# [DIRECTIONS FOR THIS TASK]
Nothing but the lines from the one that contains "Exercise. Point out the finger in" to the end of the records should be printed, both ends included, exactly as given.

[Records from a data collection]
-- -- --
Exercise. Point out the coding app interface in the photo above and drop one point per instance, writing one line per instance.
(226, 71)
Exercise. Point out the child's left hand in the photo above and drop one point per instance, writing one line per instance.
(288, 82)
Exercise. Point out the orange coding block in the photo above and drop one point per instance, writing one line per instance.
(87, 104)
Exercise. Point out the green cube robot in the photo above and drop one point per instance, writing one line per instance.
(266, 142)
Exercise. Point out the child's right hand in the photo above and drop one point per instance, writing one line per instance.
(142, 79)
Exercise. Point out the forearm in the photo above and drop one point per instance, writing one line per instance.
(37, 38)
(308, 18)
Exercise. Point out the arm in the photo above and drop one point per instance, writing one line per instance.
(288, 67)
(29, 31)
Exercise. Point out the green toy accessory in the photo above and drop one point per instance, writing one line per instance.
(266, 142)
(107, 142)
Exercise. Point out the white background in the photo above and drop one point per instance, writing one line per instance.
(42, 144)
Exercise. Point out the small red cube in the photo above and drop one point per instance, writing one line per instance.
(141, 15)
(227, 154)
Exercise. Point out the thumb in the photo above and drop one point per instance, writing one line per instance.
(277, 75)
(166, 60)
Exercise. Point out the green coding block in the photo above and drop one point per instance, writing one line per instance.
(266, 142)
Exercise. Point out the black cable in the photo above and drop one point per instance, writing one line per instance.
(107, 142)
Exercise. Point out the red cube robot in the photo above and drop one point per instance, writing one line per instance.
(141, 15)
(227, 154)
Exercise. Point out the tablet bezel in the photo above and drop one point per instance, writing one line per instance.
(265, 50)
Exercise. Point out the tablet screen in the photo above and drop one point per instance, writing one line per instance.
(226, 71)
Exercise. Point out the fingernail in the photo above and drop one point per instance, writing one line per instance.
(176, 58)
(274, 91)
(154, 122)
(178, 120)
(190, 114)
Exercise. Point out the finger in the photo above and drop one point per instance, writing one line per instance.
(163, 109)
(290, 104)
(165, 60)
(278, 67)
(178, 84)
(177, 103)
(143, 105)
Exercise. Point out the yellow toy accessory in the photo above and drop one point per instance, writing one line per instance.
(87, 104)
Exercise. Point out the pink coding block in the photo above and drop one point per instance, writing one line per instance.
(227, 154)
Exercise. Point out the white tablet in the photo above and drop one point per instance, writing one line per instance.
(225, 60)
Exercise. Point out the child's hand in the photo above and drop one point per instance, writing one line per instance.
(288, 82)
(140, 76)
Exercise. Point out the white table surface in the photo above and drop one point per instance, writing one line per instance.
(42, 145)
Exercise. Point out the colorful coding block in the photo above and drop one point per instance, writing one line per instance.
-- -- --
# [EXPECTED ANSWER]
Exercise. Point out the finger in the photo above and drop one point per instance, writing one line per instance.
(163, 109)
(290, 104)
(165, 60)
(278, 67)
(178, 84)
(177, 103)
(143, 105)
Exercise. Point out the yellow toy accessory in the photo above and drop one point per instance, writing one line per instance.
(87, 104)
Exercise. Point out the pink coding block in the photo above and drop one point per instance, writing one line per instance.
(227, 154)
Exercise. Point out the white tablet in the photo above and drop one point per instance, writing one line per instance.
(225, 60)
Exercise. Point out the child's hand in the photo above and drop one point per instance, writing one line per instance.
(288, 82)
(140, 76)
Exercise. Point out the white table surface in the photo above and drop one point per instance, writing one line per instance.
(42, 145)
Exercise. Point out the colorful coding block in the photo above and drop one point per instance, writing one line per instance.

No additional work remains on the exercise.